Milton Hyland Erickson (1901 – 1980) was an American psychiatrist who specialized in medical hypnosis and family therapy. He was founding president of the American Society for Clinical Hypnosis and noted for his approach to the unconscious mind as creative and solution-generating. He is also noted for influencing brief therapy, strategic family therapy and neuro-linguistic programming. Erickson’s career spanned more than 50 years.
Erickson was plagued with enormous physical handicaps for most of his life. At age 17, he contracted polio and was so severely paralyzed that doctors believed he would die. While recovering in bed, almost entirely lame and unable to speak, he became strongly aware of the significance of nonverbal communication – tone of voice, and the way that these nonverbal expressions often directly contradicted the verbal ones. He also began to have “body memories” of the muscular activity of his own body. By concentrating on these memories, he slowly began to regain control of parts of his body to the point where he was eventually able to talk and use his arms again.
Erickson is noted for his often unconventional approach to psychotherapy. He developed an extensive use of therapeutic metaphor and story as well as hypnosis and coined the term brief therapy for his approach of addressing therapeutic changes in relatively few sessions. Ericksonian hypnosis stresses the importance of the interactive therapeutic relationship and purposeful engagement of the inner resources and experiential life of the subject. He was noted for his ability to “utilize” anything about a patient to help them change, including their beliefs, favorite words, cultural background, personal history, or even their neurotic habits.
Through conceptualizing the unconscious as highly separate from the conscious mind, with its own awareness, interests, responses, and learnings, he taught that the unconscious mind was creative, solution-generating, and often positive.
● ● ●
### PROBLEM SET
1. From the passage on Milton Erickson, write out the part that opens with the words containing "Erickson is noted" and closes with "their neurotic habits.".
2. In the passage on Milton Erickson, which aspects of a patient does the text say Erickson could "utilize" to help that patient change? List every one it names.
● ● ●
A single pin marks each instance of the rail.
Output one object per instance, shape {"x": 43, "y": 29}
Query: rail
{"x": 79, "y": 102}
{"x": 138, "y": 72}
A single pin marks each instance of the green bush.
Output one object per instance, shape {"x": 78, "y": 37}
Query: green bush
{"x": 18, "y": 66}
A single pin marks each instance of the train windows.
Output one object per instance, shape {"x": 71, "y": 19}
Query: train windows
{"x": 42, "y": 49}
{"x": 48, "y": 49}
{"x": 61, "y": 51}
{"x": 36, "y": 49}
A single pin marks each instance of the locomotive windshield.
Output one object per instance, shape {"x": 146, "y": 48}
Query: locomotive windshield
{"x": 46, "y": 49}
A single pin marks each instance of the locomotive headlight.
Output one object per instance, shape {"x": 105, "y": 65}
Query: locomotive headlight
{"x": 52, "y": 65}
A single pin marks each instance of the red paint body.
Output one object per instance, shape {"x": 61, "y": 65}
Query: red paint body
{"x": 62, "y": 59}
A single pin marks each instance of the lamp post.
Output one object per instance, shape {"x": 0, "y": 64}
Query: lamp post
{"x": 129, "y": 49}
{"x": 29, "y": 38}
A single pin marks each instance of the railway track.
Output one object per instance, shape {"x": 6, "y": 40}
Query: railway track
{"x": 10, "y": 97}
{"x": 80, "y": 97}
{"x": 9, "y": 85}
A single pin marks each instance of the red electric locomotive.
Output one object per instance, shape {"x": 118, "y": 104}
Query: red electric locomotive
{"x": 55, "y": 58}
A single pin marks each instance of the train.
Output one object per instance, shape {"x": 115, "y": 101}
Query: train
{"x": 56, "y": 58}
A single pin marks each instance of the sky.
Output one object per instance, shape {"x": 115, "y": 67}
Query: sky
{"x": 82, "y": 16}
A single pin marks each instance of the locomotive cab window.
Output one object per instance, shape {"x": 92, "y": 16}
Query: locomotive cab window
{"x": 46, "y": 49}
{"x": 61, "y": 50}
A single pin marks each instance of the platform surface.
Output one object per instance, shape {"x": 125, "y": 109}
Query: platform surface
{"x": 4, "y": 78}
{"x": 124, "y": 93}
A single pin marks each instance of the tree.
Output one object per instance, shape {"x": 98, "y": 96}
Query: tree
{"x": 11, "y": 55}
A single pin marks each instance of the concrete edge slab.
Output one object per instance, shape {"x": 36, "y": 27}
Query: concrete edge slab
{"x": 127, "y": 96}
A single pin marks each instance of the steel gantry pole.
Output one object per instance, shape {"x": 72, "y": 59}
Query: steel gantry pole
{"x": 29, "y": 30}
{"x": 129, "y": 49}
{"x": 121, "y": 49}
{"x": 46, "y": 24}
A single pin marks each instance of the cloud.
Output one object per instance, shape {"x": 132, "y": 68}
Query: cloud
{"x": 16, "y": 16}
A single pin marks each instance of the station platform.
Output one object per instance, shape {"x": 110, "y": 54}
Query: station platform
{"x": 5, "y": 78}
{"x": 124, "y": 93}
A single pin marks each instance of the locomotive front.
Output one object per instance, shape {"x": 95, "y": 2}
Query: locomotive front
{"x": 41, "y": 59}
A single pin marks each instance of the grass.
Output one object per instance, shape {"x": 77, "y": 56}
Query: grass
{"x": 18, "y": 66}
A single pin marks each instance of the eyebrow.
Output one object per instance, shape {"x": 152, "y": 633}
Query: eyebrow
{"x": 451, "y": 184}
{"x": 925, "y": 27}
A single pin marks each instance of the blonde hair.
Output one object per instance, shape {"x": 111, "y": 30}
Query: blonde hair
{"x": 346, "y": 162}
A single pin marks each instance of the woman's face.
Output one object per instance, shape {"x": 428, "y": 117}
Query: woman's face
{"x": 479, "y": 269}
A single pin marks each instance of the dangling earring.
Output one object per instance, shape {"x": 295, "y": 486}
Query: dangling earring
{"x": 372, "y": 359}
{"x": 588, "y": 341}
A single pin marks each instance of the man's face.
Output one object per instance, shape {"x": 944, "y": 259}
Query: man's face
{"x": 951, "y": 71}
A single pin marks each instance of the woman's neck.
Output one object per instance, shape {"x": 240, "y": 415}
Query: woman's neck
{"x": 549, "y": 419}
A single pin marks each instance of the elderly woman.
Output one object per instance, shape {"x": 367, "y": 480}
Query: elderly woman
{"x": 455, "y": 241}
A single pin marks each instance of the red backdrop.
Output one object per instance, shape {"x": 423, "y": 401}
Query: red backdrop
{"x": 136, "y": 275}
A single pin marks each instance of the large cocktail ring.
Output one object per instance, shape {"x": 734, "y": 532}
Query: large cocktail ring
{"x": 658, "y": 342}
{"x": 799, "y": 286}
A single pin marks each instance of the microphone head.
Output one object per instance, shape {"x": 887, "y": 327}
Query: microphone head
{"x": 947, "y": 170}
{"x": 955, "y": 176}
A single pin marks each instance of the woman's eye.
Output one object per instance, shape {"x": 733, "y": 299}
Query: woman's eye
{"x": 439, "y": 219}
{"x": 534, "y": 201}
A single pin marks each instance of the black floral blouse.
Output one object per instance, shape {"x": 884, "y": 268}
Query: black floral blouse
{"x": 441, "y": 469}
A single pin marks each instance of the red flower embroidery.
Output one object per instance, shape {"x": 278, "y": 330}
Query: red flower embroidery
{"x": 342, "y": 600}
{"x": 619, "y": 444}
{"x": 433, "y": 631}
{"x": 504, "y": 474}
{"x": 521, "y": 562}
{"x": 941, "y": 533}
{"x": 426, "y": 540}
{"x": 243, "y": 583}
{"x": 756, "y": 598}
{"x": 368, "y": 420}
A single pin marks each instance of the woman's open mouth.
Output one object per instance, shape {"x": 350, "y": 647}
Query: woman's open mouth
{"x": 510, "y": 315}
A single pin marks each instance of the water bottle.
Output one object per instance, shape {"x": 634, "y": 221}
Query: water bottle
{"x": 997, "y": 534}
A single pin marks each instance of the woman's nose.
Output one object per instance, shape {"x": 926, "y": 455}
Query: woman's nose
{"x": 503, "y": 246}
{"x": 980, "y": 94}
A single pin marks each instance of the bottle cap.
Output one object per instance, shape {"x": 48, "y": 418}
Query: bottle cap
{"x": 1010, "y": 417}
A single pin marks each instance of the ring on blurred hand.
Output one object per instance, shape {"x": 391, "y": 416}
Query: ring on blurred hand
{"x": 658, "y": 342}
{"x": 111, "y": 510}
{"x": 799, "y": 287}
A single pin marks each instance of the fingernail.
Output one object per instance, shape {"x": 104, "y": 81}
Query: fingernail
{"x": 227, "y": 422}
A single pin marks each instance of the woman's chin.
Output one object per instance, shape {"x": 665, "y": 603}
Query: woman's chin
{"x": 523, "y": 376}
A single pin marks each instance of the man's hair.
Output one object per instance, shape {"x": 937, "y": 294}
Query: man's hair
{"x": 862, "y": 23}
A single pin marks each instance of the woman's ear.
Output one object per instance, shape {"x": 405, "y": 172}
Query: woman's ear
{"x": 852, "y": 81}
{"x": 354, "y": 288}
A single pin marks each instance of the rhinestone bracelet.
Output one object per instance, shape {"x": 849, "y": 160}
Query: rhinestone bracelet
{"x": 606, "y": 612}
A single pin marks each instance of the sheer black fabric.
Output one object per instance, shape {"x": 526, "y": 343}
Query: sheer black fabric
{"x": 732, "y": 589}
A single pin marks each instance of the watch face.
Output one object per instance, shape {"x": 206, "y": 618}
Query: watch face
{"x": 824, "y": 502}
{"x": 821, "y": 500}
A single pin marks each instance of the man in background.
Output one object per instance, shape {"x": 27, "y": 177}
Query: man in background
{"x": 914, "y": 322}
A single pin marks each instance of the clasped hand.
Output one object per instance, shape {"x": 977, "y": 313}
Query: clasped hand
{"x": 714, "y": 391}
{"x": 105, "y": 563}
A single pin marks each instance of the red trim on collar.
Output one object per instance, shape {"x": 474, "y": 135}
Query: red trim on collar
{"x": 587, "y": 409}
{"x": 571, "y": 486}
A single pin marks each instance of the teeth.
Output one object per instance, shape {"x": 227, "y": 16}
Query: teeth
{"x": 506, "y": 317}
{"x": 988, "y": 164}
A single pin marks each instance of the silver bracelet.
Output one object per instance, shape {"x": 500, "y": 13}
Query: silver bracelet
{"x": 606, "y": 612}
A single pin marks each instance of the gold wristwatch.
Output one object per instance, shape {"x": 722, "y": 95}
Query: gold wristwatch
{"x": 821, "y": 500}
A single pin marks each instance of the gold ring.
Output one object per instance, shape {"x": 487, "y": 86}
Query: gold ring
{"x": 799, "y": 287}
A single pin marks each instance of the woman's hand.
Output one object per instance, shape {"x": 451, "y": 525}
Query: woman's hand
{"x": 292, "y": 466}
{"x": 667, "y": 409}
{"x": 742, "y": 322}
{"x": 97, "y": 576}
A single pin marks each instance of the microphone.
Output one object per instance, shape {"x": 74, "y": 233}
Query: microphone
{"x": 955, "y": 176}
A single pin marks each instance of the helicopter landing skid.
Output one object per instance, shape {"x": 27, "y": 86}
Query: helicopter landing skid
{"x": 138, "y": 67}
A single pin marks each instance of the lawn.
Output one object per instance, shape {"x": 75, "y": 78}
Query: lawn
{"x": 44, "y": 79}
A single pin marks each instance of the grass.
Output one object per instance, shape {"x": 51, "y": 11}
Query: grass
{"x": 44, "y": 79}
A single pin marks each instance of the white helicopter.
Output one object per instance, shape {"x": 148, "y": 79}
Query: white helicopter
● ● ●
### ANSWER LIST
1.
Erickson is noted for his often unconventional approach to psychotherapy. He developed an extensive use of therapeutic metaphor and story as well as hypnosis and coined the term brief therapy for his approach of addressing therapeutic changes in relatively few sessions. Ericksonian hypnosis stresses the importance of the interactive therapeutic relationship and purposeful engagement of the inner resources and experiential life of the subject. He was noted for his ability to “utilize” anything about a patient to help them change, including their beliefs, favorite words, cultural background, personal history, or even their neurotic habits.

2.
- Beliefs
- Favorite words
- Cultural background
- Personal history
- Neurotic habits